---------- Task inputs

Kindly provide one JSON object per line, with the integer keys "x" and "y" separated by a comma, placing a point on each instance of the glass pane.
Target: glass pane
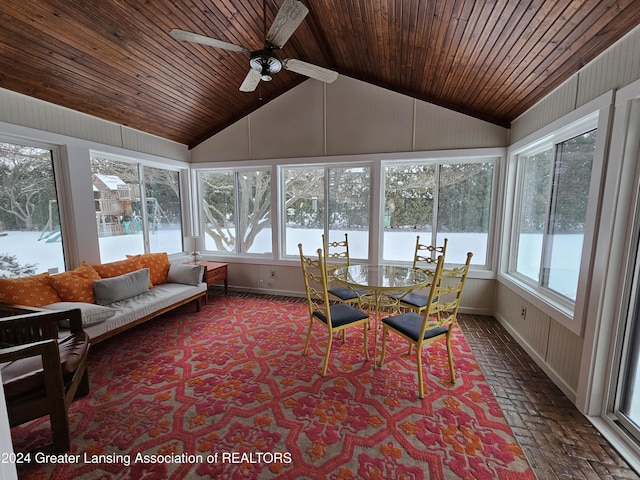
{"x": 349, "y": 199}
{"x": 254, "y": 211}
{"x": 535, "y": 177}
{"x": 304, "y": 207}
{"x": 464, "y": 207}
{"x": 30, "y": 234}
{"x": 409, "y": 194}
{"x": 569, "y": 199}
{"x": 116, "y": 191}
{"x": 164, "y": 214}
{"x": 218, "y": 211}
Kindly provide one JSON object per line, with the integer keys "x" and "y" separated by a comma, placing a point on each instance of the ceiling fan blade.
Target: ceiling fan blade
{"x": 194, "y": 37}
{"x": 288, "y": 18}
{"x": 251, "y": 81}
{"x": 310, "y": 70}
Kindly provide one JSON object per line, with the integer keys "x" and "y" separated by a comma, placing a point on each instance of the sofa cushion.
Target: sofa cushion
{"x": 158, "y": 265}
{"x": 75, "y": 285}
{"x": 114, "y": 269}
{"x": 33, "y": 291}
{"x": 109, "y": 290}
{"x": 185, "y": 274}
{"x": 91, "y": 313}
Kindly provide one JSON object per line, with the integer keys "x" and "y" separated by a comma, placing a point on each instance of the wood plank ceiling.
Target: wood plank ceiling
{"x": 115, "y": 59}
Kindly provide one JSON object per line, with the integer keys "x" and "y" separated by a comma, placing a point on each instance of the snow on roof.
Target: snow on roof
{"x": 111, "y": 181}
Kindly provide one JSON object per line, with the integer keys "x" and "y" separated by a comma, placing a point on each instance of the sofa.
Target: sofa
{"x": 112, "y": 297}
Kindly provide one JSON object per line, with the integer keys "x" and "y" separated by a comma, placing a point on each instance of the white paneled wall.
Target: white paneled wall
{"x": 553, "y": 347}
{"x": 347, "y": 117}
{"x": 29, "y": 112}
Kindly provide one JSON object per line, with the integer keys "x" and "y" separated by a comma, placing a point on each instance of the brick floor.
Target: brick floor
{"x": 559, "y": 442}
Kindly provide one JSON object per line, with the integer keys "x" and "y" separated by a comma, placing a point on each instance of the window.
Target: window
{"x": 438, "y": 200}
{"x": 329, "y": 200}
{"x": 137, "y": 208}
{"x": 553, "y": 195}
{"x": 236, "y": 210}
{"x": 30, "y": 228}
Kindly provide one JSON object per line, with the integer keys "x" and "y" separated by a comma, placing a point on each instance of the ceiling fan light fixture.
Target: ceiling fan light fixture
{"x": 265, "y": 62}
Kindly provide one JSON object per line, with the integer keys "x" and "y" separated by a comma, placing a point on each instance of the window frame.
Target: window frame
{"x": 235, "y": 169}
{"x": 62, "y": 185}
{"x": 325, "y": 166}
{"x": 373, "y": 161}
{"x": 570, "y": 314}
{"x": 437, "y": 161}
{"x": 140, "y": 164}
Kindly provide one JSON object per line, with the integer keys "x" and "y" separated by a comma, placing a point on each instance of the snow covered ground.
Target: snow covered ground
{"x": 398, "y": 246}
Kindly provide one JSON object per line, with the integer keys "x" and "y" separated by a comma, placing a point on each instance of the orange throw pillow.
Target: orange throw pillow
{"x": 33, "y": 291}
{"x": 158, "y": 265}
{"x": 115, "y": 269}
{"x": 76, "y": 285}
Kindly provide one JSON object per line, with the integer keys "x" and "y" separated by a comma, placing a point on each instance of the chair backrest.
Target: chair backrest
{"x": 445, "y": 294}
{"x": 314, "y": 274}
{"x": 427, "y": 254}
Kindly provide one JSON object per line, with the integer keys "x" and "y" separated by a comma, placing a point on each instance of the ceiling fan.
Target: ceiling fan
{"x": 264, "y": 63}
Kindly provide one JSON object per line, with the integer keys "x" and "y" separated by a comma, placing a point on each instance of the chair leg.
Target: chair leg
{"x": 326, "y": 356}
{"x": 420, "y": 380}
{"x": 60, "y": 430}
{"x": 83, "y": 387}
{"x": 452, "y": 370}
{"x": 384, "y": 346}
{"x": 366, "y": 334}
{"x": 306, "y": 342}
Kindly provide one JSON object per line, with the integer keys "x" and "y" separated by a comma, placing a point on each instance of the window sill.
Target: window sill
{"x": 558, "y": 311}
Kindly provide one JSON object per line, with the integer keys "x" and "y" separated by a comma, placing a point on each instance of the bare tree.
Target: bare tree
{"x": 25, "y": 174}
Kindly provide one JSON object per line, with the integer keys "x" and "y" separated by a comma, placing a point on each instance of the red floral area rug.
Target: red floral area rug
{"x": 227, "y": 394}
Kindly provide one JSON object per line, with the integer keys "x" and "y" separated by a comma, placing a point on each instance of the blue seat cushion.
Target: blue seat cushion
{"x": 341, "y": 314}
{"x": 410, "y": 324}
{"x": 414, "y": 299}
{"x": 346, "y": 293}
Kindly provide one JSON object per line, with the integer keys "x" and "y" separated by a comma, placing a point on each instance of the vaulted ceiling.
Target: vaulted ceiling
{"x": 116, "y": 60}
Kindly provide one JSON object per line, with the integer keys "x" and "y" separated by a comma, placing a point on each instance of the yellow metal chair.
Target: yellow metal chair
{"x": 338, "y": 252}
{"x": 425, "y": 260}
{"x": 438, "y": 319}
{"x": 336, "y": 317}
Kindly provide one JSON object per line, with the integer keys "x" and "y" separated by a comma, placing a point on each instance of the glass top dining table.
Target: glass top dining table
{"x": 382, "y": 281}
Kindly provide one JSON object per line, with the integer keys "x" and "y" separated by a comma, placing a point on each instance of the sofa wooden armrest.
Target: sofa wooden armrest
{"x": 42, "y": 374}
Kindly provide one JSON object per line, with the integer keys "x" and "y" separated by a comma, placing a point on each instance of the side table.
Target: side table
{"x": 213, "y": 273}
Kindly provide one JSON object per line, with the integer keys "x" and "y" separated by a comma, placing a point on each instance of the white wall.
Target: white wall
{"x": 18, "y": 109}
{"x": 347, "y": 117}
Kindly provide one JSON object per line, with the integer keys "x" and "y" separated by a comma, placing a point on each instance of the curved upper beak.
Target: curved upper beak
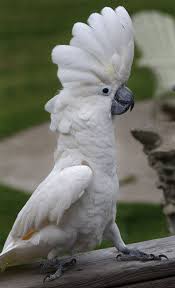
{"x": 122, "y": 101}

--------------------
---------- Task inputs

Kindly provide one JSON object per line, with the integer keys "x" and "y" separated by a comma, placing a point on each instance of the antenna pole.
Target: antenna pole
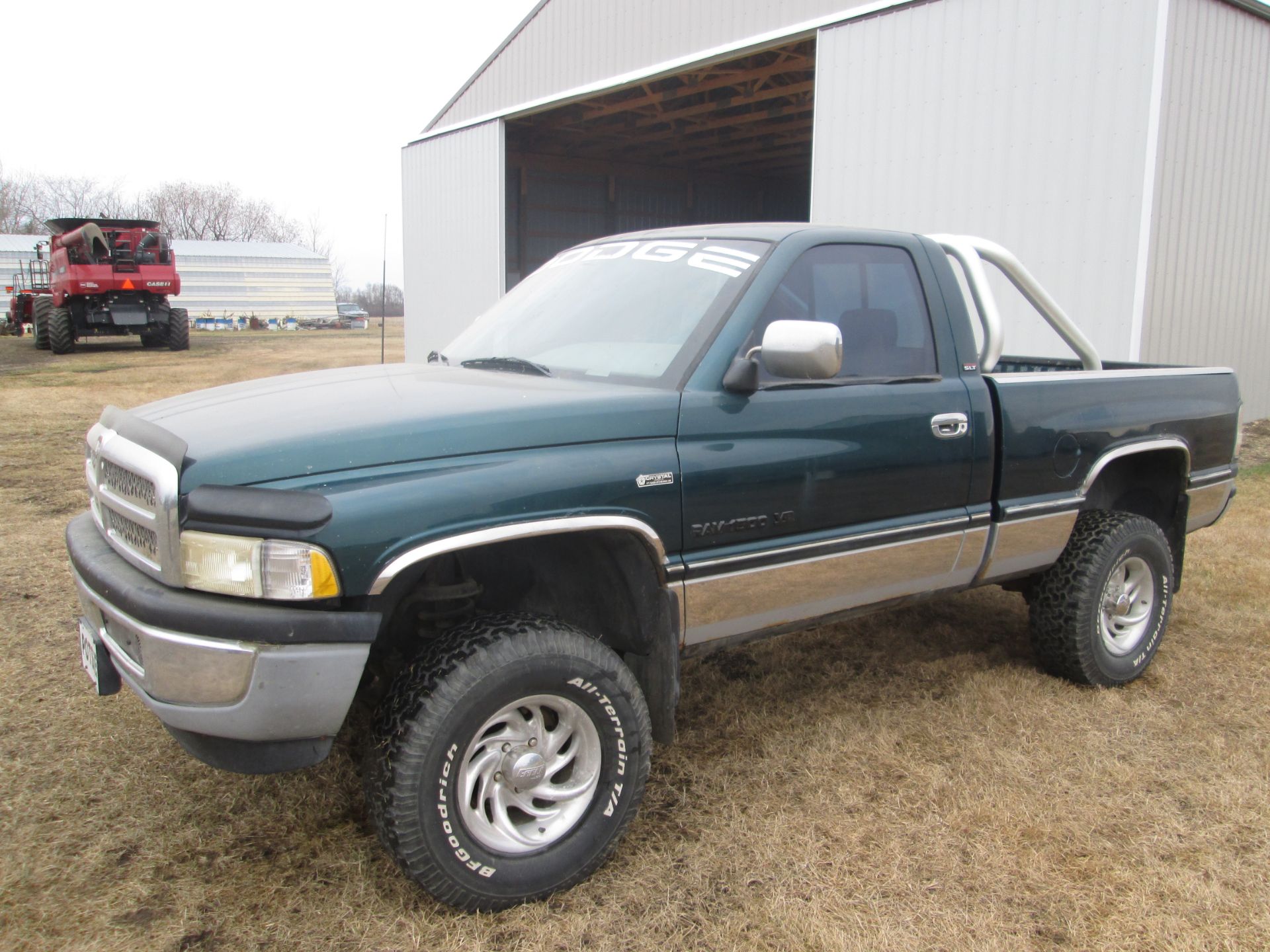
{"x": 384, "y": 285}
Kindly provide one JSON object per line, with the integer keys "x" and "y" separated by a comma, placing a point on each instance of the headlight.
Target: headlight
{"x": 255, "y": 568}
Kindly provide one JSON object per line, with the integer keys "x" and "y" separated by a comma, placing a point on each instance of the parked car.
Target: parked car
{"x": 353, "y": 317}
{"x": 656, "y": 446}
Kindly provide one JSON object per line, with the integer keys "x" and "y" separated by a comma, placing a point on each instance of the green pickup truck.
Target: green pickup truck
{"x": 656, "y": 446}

--------------------
---------- Task inputs

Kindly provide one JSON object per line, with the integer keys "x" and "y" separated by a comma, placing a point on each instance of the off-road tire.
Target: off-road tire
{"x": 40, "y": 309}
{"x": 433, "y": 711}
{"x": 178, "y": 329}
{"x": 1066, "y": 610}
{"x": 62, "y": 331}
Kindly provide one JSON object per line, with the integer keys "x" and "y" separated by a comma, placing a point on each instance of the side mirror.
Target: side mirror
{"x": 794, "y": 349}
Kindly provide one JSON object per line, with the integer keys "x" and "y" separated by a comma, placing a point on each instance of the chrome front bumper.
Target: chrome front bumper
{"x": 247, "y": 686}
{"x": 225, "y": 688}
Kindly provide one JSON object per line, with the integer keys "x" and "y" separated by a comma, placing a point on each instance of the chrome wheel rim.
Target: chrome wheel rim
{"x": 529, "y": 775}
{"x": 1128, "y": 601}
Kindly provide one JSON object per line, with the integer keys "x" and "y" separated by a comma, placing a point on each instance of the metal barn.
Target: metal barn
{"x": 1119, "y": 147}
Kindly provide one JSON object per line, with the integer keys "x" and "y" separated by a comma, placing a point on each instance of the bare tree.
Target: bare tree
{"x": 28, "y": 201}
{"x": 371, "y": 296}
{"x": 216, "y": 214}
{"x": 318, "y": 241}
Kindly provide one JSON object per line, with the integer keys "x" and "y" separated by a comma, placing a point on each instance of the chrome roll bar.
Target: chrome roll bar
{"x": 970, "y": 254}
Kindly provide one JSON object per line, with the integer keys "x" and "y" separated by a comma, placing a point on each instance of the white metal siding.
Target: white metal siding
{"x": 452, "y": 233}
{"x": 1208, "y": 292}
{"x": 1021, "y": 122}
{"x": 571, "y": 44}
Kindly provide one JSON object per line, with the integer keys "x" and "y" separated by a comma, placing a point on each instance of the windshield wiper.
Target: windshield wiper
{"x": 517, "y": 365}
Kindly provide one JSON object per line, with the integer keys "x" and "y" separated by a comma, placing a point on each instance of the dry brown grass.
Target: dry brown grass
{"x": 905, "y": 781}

--------------------

### Given request
Pick out every line above that contains the word "orange". Copy each of those lines in full.

### Written response
Kindly provide one JSON object per line, with the integer keys "x" and "y" separated by a comma, placing a point on each instance of the orange throw pillow.
Target: orange throw pillow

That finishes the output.